— start of EXTRACT TO READ —
Widdershins:

(sometimes withershins, widershins or widderschynnes) means to take a course opposite that of the sun, going counterclock-wise, lefthandwise, or to circle an object, by always keeping it on the left. It also means "in a direction opposite to the usual," which is how I choose to take it in using it as the title of this blog. We're all in the same world finding our own way.

Saturday, September 27, 2014

White men being violent assholes

or why I'll always pick a shitty, campy queer film over a critically-acclaimed American television drama

Look, I'm not going to hold it against you for liking things like Breaking Bad or True Detective or what have you crime drama on FX or HBO. There are lots of them and many of them are amazingly done with great storylines, beautiful cinematography, superb acting, and probably unnecessary amounts of misogyny (implicit or otherwise).

But most of them can be boiled down to one simple, five-word description: white men being violent assholes.

And I have absolutely no interest in that. It's partly the whole realistic crime drama thing, I don't care to indulge in the Great American Pastime of glorified Cops and Robbers (now in HD). But it's also definitely the violent white assholes. If you put it on for me, I'll get on my computer and pay little enough attention that I couldn't tell you more than what happened a minute ago.

It's a violent kind of apathy,  the kind where I'm sure if you had a camera pointed at me you could watch my eyes glaze over into a blank haze of disinterest. Even talking about it now, I'm struggling to express exactly how much I don't care because that means I have to fake caring enough to express it, but for you, I'll power through.
— end of EXTRACT TO READ —
— start of DATA ENTRIES —
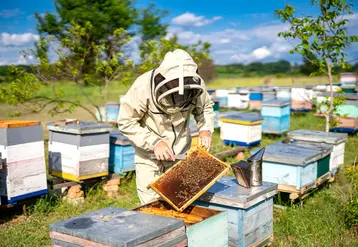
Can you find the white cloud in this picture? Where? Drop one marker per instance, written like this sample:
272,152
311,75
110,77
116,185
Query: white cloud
8,13
8,39
192,20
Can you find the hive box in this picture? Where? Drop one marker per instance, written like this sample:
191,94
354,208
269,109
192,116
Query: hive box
337,140
22,162
121,154
211,231
238,100
241,129
283,93
118,227
276,115
250,211
79,151
290,165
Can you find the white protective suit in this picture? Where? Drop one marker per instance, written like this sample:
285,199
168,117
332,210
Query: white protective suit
153,110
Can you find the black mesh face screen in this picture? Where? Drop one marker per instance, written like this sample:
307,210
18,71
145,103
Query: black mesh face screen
175,99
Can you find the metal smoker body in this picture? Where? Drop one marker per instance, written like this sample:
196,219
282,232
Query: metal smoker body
255,162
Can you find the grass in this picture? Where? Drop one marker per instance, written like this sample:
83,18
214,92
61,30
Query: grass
318,223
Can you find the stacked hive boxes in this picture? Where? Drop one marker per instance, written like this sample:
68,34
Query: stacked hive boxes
241,129
250,211
255,100
121,154
276,115
337,140
22,166
292,166
79,151
301,99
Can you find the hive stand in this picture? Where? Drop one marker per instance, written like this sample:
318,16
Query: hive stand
296,169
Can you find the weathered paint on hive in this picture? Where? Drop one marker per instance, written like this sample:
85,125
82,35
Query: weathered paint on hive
118,227
23,172
250,211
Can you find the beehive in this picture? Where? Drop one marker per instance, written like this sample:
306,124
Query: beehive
291,165
79,151
203,226
283,93
250,211
276,115
184,182
22,162
121,154
337,140
238,100
241,129
109,227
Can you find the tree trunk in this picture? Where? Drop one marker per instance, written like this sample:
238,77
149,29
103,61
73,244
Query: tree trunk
331,108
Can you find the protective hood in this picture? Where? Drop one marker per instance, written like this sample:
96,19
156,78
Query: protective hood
176,82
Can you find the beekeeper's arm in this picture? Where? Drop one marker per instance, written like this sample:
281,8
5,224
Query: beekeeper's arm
204,117
132,109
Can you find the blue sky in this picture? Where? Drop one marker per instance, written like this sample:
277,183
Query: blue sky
240,31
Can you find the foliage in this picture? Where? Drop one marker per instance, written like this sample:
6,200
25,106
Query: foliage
109,61
324,37
153,52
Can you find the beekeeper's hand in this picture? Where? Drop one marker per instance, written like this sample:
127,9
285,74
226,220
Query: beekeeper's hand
205,139
163,152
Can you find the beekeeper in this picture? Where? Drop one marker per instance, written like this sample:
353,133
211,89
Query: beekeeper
154,115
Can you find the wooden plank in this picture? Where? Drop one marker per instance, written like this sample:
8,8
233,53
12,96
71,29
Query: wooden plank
17,123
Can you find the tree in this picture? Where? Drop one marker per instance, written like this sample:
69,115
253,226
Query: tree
324,35
105,16
309,68
27,88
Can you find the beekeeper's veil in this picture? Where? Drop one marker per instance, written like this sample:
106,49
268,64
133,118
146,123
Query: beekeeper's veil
176,83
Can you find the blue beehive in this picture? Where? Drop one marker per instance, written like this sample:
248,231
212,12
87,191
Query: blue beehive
121,155
118,227
276,115
291,166
256,95
250,211
241,129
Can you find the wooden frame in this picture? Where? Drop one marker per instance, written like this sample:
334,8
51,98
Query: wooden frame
152,185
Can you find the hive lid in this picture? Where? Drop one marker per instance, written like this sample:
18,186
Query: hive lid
318,136
242,117
228,192
291,154
83,127
4,124
183,183
276,102
116,227
117,137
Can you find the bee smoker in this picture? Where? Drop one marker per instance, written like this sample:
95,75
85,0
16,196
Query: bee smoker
255,162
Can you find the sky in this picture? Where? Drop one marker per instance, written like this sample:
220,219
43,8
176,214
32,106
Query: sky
240,31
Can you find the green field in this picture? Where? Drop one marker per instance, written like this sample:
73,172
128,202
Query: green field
319,223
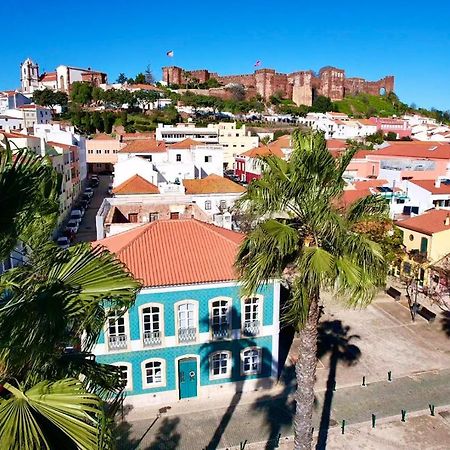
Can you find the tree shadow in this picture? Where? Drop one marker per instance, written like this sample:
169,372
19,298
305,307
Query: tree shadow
445,321
334,340
279,410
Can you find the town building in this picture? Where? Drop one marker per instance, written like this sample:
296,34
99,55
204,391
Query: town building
191,333
61,79
426,238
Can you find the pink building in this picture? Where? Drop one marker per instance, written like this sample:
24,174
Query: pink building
387,125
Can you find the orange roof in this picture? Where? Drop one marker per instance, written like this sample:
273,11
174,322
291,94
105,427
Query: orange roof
144,146
336,144
65,146
416,149
431,221
174,252
212,184
430,187
185,144
351,196
367,184
136,185
263,150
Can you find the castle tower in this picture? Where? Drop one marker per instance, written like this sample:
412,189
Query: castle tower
29,75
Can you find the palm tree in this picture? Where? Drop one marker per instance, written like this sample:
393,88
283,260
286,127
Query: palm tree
52,310
301,236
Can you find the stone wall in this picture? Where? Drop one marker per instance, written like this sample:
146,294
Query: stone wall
301,86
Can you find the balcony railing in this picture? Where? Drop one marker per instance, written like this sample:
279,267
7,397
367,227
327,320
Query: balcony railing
117,341
221,331
250,328
152,338
187,334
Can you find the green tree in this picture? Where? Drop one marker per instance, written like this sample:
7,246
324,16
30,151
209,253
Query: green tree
64,294
322,104
81,92
121,78
301,237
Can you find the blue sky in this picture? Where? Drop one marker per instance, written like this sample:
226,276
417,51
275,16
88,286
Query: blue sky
408,39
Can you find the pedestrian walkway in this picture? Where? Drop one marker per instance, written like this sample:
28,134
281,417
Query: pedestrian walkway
261,417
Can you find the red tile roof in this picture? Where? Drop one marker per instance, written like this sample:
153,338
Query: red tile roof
136,185
65,146
174,252
336,144
430,187
432,221
185,144
144,146
416,149
263,150
367,184
212,184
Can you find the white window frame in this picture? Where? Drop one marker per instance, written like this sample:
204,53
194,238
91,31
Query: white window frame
161,322
177,320
163,382
126,319
260,311
129,385
219,376
251,372
229,300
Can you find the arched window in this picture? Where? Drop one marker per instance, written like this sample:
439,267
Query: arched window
251,361
153,373
220,364
220,319
151,325
187,321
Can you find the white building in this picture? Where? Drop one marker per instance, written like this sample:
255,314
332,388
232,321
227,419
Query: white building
169,163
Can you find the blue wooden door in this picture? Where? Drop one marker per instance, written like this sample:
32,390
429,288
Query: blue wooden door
187,377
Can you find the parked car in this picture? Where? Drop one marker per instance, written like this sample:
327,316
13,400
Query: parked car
89,191
72,226
63,242
76,215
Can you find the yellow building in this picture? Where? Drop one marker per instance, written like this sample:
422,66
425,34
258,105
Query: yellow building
427,240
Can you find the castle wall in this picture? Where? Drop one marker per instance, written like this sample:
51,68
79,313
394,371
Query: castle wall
302,86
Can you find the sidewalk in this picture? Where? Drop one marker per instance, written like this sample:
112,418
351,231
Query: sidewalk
267,416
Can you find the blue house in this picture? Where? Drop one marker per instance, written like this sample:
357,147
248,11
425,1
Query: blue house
190,332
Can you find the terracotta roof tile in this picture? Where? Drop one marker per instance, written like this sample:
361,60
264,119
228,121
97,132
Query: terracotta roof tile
430,187
136,185
417,149
174,252
432,221
185,144
144,146
212,184
263,150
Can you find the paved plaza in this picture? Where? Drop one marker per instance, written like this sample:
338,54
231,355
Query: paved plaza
379,339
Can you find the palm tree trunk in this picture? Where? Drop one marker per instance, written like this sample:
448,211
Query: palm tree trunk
— end of DATA ENTRIES —
COMPLETE THE FOLLOWING:
1. In the blog post, condense the paragraph that begins "And I have absolutely no interest in that" into a shorter version that keeps its main facts.
2. From the blog post, extract the passage that begins at the words "Look, I'm not" and ends after the words "being violent assholes.".
The records have no connection to the text.

TASK-BY-TASK OUTPUTS:
1. The writer has no interest in such shows. One reason is the realistic crime drama itself, which the writer sees as glorified Cops and Robbers. The other is the violent white men. If one of these shows is put on, the writer turns to the computer and pays so little attention that they couldn't recount more than the last minute.

2.
Look, I'm not going to hold it against you for liking things like Breaking Bad or True Detective or what have you crime drama on FX or HBO. There are lots of them and many of them are amazingly done with great storylines, beautiful cinematography, superb acting, and probably unnecessary amounts of misogyny (implicit or otherwise).

But most of them can be boiled down to one simple, five-word description: white men being violent assholes.